═════ PAGE ═════

Loclib is a research tool for 802.11-based positioning systems. Loclib is 
a connector between applications and sensor hardware. Its task is to collect 
data from the sensor hardware and pre-process it for further usage.

This tool is released under the GNU General Public License. 
Please respect our work and abide the license.

See "usage" for details.

See "usage" for details.

1. Overview

Loclib is a connector between applications and sensor hardware. Its task is 
to collect data from the sensor hardware and pre-process it for further usage. 

On the application side it offers two types of front-ends: The well-known 
Location API to access position estimates, and so-called handlers that provide 
access to sensor-specific data (e.g., signal strength values of neighboring access points). 
On the sensor hardware side, it communicates directly with hardware drivers 
to access sensor information that would otherwise be hidden. Loclib focuses 
not only on 802.11, it also contains a GPS part that is able to talk 
to NMEA-0183-enabled GPS devices as well as a digital compass for obtaining 
direction and inclination information.

═════ PROVIDED RECORDS ═════

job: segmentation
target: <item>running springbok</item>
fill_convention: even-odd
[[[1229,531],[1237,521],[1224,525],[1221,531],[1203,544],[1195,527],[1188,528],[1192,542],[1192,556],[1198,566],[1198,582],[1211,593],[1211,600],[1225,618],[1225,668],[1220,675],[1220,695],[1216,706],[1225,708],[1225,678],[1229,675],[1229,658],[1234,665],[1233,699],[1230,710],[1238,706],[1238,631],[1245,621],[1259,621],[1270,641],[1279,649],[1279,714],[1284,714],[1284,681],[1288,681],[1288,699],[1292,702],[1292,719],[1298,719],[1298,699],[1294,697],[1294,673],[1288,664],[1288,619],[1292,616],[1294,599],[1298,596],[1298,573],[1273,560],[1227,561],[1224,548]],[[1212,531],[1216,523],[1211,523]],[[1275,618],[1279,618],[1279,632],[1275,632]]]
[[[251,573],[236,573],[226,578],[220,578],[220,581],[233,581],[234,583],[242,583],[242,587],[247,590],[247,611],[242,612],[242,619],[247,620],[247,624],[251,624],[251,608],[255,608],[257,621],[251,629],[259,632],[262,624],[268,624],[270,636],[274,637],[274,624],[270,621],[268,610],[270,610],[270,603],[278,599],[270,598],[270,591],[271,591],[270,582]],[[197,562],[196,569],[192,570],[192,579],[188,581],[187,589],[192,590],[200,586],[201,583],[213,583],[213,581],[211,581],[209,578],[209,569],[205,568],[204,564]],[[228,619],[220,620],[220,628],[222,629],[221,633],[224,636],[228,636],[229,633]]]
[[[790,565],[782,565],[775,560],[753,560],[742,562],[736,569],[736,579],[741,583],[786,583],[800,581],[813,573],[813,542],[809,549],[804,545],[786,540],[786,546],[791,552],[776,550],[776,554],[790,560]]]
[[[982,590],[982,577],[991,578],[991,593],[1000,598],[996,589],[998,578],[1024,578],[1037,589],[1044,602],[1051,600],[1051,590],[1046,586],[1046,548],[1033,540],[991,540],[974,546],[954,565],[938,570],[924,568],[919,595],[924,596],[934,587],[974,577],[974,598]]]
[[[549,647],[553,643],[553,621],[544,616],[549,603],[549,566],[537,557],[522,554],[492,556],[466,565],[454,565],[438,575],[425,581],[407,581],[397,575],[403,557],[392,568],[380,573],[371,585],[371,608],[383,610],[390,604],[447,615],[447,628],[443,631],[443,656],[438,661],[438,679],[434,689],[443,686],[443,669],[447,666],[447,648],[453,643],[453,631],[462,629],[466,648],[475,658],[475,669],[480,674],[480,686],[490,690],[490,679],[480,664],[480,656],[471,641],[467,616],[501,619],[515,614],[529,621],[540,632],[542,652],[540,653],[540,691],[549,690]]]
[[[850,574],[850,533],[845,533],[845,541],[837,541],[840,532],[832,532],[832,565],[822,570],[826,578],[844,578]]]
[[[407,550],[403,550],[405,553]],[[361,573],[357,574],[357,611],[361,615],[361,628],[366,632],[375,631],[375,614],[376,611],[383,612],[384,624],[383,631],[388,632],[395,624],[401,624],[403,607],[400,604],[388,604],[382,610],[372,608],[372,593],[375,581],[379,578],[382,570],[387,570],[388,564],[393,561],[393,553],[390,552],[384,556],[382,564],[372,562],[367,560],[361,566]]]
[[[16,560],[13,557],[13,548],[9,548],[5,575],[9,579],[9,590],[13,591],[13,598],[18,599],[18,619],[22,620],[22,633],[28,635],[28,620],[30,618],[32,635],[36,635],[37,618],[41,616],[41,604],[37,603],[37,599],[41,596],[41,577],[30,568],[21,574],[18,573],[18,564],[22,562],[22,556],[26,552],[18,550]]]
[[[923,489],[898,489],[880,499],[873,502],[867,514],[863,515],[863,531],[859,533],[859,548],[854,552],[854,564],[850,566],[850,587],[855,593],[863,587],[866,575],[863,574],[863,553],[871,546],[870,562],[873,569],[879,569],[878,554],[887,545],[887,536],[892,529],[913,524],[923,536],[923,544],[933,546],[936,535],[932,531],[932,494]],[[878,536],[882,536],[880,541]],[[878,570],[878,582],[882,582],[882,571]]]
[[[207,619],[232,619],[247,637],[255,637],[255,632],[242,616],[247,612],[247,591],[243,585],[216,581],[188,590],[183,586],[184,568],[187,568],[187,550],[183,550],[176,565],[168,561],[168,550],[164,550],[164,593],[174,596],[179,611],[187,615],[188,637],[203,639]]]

═════

> _EXERCISE SET_
1. Under what license does the Loclib description say the tool is released?
2. Write the next part of the Loclib description, starting right after its final sentence.

> _RESPONSES BY TASK_
1. The GNU General Public License.

2.
2. Architecture

As already mentioned in the previous section, Loclib interconnects sensor hardware 
and applications by gathering sensor-specific data and converting it into location 
information if required. Loclib is organized in three layers:

- Sensor-specific data collection layer
- Data conversion layer
- Location application programming interface layer

The sensor-specific data collection layer gathers data from different sensor hardware. 
At the moment, Loclib is able to retrieve data from 802.11 wireless LAN network cards, 
NMEA-enabled GPS receivers, and digital compasses. To collect data, drivers can be 
accessed, or if it is feasible Loclib communicates directly with the sensor in question. 
For instance, digital compasses are directly queried, as well as NMEA-0183 devices. 
In case of 802.11 network cards, the signal strength of access points in communication 
range is retrieved from the driver. The data collected from the sensor-specific data 
collection layer is usually forwarded to the data conversion layer for further processing. 
However, the data can also be directly accessed by using so-called handlers. Handlers 
are pre-defined interfaces to allow applications such as Loctrace to access sensor-specific data.

The data conversion layer is responsible for converting data provided by the sensor-specific 
data collection layer into a position estimate that can be utilized by the Location API. 
To accomplish this, so far, GPS or 802.11-based positioning algorithms can be used.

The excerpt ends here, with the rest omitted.